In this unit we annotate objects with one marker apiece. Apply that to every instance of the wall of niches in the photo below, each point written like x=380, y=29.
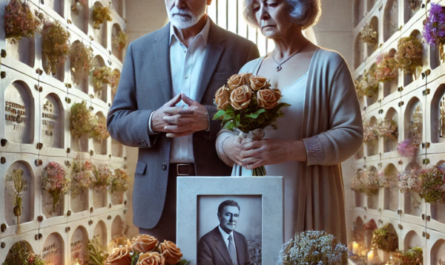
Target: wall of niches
x=416, y=223
x=35, y=113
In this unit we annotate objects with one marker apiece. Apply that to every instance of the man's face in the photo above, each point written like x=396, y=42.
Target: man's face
x=185, y=13
x=228, y=218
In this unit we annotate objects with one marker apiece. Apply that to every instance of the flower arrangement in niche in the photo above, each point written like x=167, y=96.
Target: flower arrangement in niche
x=248, y=105
x=369, y=35
x=18, y=185
x=409, y=55
x=55, y=45
x=413, y=256
x=55, y=181
x=100, y=15
x=385, y=238
x=386, y=68
x=21, y=253
x=313, y=247
x=81, y=60
x=120, y=181
x=19, y=21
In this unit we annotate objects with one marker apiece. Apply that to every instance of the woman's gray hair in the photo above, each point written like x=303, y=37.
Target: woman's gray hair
x=305, y=13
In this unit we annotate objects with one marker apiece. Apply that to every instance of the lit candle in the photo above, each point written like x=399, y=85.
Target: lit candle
x=370, y=257
x=355, y=248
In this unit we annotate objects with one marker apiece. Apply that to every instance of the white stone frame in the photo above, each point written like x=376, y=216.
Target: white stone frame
x=270, y=189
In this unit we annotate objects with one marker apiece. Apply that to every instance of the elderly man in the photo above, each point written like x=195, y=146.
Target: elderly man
x=223, y=245
x=164, y=106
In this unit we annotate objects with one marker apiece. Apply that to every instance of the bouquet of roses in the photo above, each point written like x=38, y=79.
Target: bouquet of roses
x=247, y=105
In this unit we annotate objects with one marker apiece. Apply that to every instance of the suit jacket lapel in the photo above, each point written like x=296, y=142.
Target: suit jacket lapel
x=214, y=50
x=161, y=51
x=220, y=245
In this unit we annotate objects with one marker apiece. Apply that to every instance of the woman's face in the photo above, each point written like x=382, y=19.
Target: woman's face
x=272, y=17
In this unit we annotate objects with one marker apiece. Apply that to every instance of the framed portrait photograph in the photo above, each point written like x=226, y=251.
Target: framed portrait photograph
x=230, y=220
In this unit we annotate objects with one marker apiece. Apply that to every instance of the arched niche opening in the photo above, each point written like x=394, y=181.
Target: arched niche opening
x=358, y=52
x=100, y=234
x=100, y=34
x=437, y=208
x=373, y=148
x=19, y=182
x=390, y=19
x=412, y=201
x=391, y=198
x=390, y=142
x=413, y=120
x=438, y=115
x=373, y=200
x=100, y=92
x=437, y=252
x=19, y=113
x=80, y=15
x=78, y=246
x=53, y=117
x=117, y=51
x=411, y=8
x=390, y=87
x=408, y=77
x=118, y=5
x=412, y=239
x=23, y=50
x=359, y=8
x=53, y=250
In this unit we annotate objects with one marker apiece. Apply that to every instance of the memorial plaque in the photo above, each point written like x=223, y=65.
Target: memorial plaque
x=19, y=113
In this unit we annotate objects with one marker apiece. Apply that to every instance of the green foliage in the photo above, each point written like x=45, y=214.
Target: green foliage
x=55, y=45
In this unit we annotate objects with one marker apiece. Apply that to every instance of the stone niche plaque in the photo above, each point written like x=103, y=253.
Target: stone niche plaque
x=19, y=169
x=53, y=250
x=78, y=246
x=52, y=122
x=19, y=113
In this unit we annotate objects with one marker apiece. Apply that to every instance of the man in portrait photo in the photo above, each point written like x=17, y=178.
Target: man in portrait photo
x=223, y=245
x=164, y=106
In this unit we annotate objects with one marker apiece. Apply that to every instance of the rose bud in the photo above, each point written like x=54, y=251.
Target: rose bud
x=258, y=82
x=144, y=243
x=222, y=98
x=150, y=258
x=240, y=97
x=120, y=256
x=170, y=252
x=266, y=99
x=238, y=80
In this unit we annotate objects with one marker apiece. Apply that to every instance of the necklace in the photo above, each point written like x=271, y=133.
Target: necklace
x=279, y=64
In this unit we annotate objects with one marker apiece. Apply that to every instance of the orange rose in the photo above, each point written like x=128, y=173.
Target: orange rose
x=258, y=82
x=222, y=98
x=238, y=80
x=240, y=97
x=266, y=99
x=150, y=258
x=144, y=243
x=170, y=252
x=120, y=256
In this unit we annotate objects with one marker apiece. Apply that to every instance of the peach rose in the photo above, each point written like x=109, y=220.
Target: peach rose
====
What you should do |
Could you transcribe every entry exactly, leaving out the pictures?

The completed task |
In this unit we annotate objects with one marker apiece. Apply that to every instance of the wall of niches in the photo below, each point written like x=380, y=29.
Target: wall of niches
x=416, y=223
x=35, y=113
In this unit we annotate objects with one marker apiece. Apply that to every instance of the man's face in the photo above, each point written like x=396, y=42.
Target: man's face
x=185, y=13
x=228, y=218
In this unit we annotate objects with one marker apiece. Apply that to every instance of the flower arrangement in niche in the photo above, each point written like x=167, y=96.
Target: flower arrangement in niche
x=248, y=105
x=369, y=35
x=18, y=185
x=409, y=55
x=55, y=45
x=413, y=256
x=55, y=181
x=100, y=15
x=385, y=238
x=386, y=68
x=21, y=253
x=313, y=247
x=81, y=60
x=120, y=181
x=19, y=21
In this unit we annotate objects with one marker apiece. Apply that to every instance of the woman's gray hair in the photo above, each point written like x=303, y=37.
Target: woman's gray hair
x=305, y=13
In this unit we annotate objects with one marker apiece. Apply that to every instance of the lit candle in the photo above, each point written like x=399, y=85.
Target: lit candle
x=370, y=257
x=355, y=248
In this unit we annotate objects with one marker apiece. Apply that to every instance of the white stone frame in the photo above, each point written like x=376, y=216.
Target: white stone frame
x=270, y=189
In this unit we annotate objects with one marker apiece. Apply that to every instance of the elderly man in the photo above, each point written like x=195, y=146.
Target: elderly man
x=223, y=245
x=164, y=106
In this unit we annotate objects with one marker apiece. Apply that to every instance of the bouquet of roses in the photo above, each point written like x=38, y=79.
Target: bouquet of roses
x=247, y=105
In this unit we annotate objects with one marker apiece. Apply that to every instance of the suit jacket lapel in the photo above, each point written like x=296, y=142.
Target: suit jacket lapel
x=214, y=50
x=161, y=51
x=220, y=245
In this unit we annotate objects with one marker apiece. Apply that to every instance of the woman's face in the photo above, each point written like x=382, y=19.
Target: woman's face
x=272, y=17
In this unit we annotate objects with one marker apiece. Apply that to every instance of the framed portrait photograph in the photo above, each point written like x=226, y=251.
Target: framed portrait photograph
x=230, y=220
In this unit we annotate objects with one marker apiece. Apply that to every instance of the arched niche opening in the photo above, each point written like x=394, y=181.
Target: arched niche opening
x=358, y=52
x=100, y=234
x=100, y=34
x=437, y=208
x=373, y=148
x=19, y=182
x=390, y=19
x=412, y=201
x=391, y=198
x=390, y=142
x=413, y=120
x=438, y=115
x=373, y=200
x=100, y=92
x=437, y=252
x=19, y=113
x=80, y=15
x=78, y=246
x=53, y=117
x=117, y=51
x=411, y=8
x=390, y=87
x=408, y=77
x=118, y=5
x=412, y=239
x=23, y=50
x=359, y=8
x=53, y=250
In this unit we annotate objects with one marker apiece. Apply that to every instance of the memorial plaque in the photo above, each point written like x=223, y=65.
Target: memorial plaque
x=19, y=113
In this unit we annotate objects with one marker apiece. Apply that to every instance of the green foliage in the photo above, each point written like x=45, y=214.
Target: green foliage
x=55, y=45
In this unit we annotate objects with one marker apiece. Apply that to every instance of the stone niche plaque in the photo above, each point written like x=103, y=253.
Target: stone niche plaque
x=19, y=169
x=53, y=250
x=78, y=246
x=52, y=122
x=19, y=113
In this unit we annotate objects with one marker apiece. Apply that to every instance of the man in portrait photo in the photo above, each point written like x=17, y=178.
Target: man in portrait photo
x=223, y=245
x=164, y=106
In this unit we annotate objects with one marker apiece. Apply that to every instance of the rose bud in the photo above, each point written like x=54, y=251.
Target: rose bud
x=258, y=82
x=144, y=243
x=222, y=98
x=150, y=258
x=240, y=97
x=120, y=256
x=170, y=252
x=266, y=99
x=238, y=80
In this unit we annotate objects with one marker apiece. Apply that to every instance of the necklace in the photo above, each point written like x=271, y=133.
Target: necklace
x=279, y=64
In this unit we annotate objects with one marker apiece. Apply that to every instance of the orange rose in the photo above, each point written like x=128, y=173.
Target: orange rose
x=258, y=82
x=222, y=98
x=238, y=80
x=240, y=97
x=266, y=99
x=150, y=258
x=144, y=243
x=170, y=252
x=120, y=256
In this unit we annotate objects with one marker apiece. Apply that to every instance of the peach rose in the photo above, each point written like x=109, y=220.
Target: peach rose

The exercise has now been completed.